Datos a procesar

···

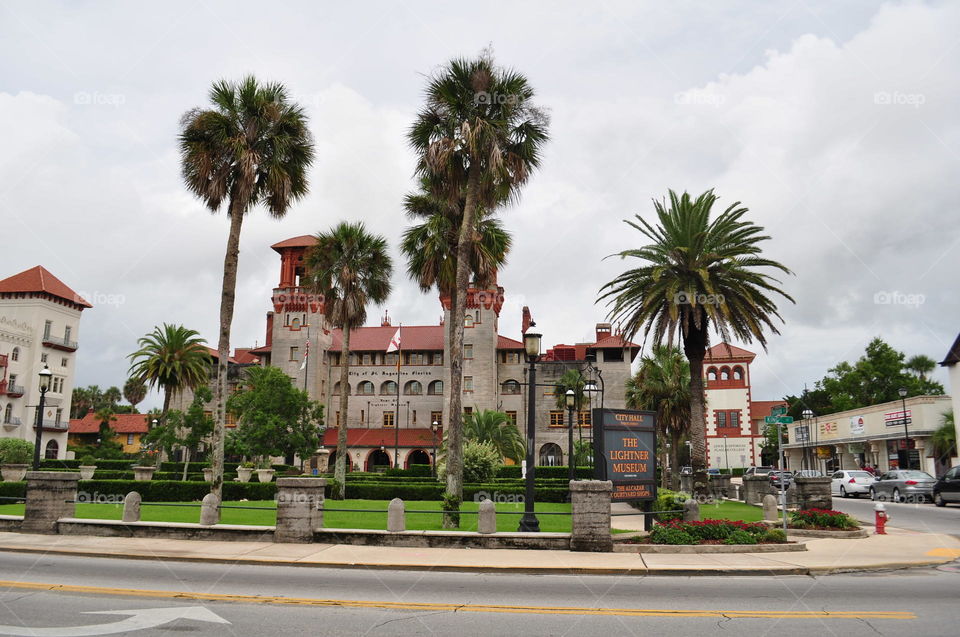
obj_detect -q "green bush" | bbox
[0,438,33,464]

···

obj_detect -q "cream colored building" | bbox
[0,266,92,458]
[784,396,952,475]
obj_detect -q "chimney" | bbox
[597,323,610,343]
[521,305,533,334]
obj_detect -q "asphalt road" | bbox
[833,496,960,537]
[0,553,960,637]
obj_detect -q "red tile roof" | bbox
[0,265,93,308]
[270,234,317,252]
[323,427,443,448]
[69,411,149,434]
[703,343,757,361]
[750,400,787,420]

···

Tus instrucciones
Por favor, filtra los registros y copia cada línea que contenga la cadena "bbox".

Resultado
obj_detect -q "green bush" | bbox
obj_detect -q "cream colored building" | bbox
obj_detect -q "chimney" | bbox
obj_detect -q "asphalt road" | bbox
obj_detect -q "red tile roof" | bbox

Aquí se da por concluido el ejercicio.